Probability-Statistics-Jupy…

GitHub Repository: Probability-Statistics-Jupyter-Notebook/probability-statistics-notebook
Path: blob/master/notebook-for-reviewing/chapter_5_normal_distribution.ipynb
³⁸⁸ views

Kernel: Python 3

In [1]:

from scipy.stats import norm
from scipy.stats import chi2
from scipy.stats import t
import math

In [4]:

def print_status(exp, var, pmf, cdf):
    print('Exp\t {:.6f}\nVar\t {:.6f}\nPMF\t {:.6f}\nCDF\t {:.6f}'.format(exp, var, pmf, cdf))

Chapter 5 Normal Distribution

$X\sim N(\mu, \sigma^2):f(x;\mu, \sigma) = \frac{1}{\sqrt{2\pi}\sigma}e^{-\frac{(x-\mu)^2}{2\sigma^2}}$

The standard normal distribution

$X\sim N(0, 1): f(x) = \frac{1}{\sqrt{2\pi}}e^{-\frac{x^2}{2}}$

In [13]:

# Normal Distribution
# Input
mu = 2
sigma = 4 # N.B. NOT sigma^2
pdf_variable = [-4, 7.2] # [star point, end point]
cdf_variable = 2

# Calculate
exp, var = norm.stats(loc=mu, scale=sigma, moments='mv')
pdf = norm.cdf(pdf_variable[1], loc=mu, scale=sigma) - \
norm.cdf(pdf_variable[0], loc=mu, scale=sigma)
cdf = norm.cdf(cdf_variable, loc=mu, scale=sigma)
============================================================
◆ PROBLEMS AND TASKS:
A) In the normal distribution notebook, what value is assigned to sigma in the input section?
B) Write the next part of the normal distribution notebook, picking up right after its last line of code.
The records have no connection to the normal distribution notebook.
============================================================
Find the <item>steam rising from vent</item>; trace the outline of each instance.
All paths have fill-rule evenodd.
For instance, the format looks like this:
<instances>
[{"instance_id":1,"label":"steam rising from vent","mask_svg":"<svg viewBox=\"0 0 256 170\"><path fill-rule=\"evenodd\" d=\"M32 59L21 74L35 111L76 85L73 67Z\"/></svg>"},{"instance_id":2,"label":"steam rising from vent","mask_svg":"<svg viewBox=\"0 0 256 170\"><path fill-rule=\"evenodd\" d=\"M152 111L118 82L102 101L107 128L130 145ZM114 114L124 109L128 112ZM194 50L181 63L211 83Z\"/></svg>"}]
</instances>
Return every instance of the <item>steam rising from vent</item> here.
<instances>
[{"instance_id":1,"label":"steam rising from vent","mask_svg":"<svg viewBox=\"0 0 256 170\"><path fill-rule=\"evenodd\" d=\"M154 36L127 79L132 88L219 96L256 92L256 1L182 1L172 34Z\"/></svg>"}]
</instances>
============================================================
◆ ANSWERS TO THE EXERCISES:
A) Sigma is set to 4.

B)
# Output
print_status(exp, var, pdf, cdf)

Out[13]:

Exp	 2.000000
Var	 16.000000
PMF	 0.836392
CDF	 0.500000

In [6]:

# Normal Distribution CDF-1
# Input
mu = 0
sigma = 1
ppf_x = 0.16 # Probability

# Calculate
x = norm.ppf(ppf_x, loc=mu, scale=sigma)

# Output
print(x)

Out[6]:

-0.994457883209753

In [16]:

# Standard Normal Distribution
# Input
mu = 0
sigma = 1
pdf_variable = [-0.19, 0.29] # [star point, end point]
cdf_variable = 0.2

# Calculate
exp, var = norm.stats(loc=mu, scale=sigma, moments='mv')
pdf = norm.cdf(pdf_variable[1], loc=mu, scale=sigma) - \
norm.cdf(pdf_variable[0], loc=mu, scale=sigma)
cdf = norm.cdf(cdf_variable, loc=mu, scale=sigma)

# Output
print_status(exp, var, pdf, cdf)

Out[16]:

Exp	 0.000000
Var	 1.000000
PMF	 0.189437
CDF	 0.579260

In [15]:

# Standard Normal Distribution CDF-1
# Input
mu = 0
sigma = 1
ppf_x = 0.2 # Probability

# Calculate
x = norm.ppf(ppf_x, loc=mu, scale=sigma)

# Output
print(x)

Out[15]:

-0.8416212335729142

5.2 Linear combinations of normal distribution

$X\sim N(\mu, \sigma^2)\Longrightarrow aX+b\sim N(a\mu+b, a^2\sigma^2)$

$X_1\sim N(\mu_1, \sigma_1^2), X_2\sim N(\mu_2, \sigma_2^2)\Longrightarrow X_1+X_2\sim N(\mu_1+\mu_2, \sigma_1^2+\sigma_2^2)$

$X\sim N(\mu, \sigma^2)\Longrightarrow \bar{X}\sim N(\mu, \frac{\sigma^2}{n})$

5.3 Approximating distribution with normal distribution

$X\sim B(n, p), Z\sim N(0, 1)$ we have:

$P(X\leq x)\approx P(Z\leq\frac{x+0.5-np}{\sqrt{np(1-p)}})$
$P(X\geq x)\approx P(Z\geq\frac{x-0.5-np}{\sqrt{np(1-p)}})$

In [6]:

# Input
n = 100
p = 0.2
pdf_variable_x = [0, 50] # [star point, end point]
cdf_variable_x = 100

# Calculate the value
mu = n * p
sigma = n * p * (1 - p)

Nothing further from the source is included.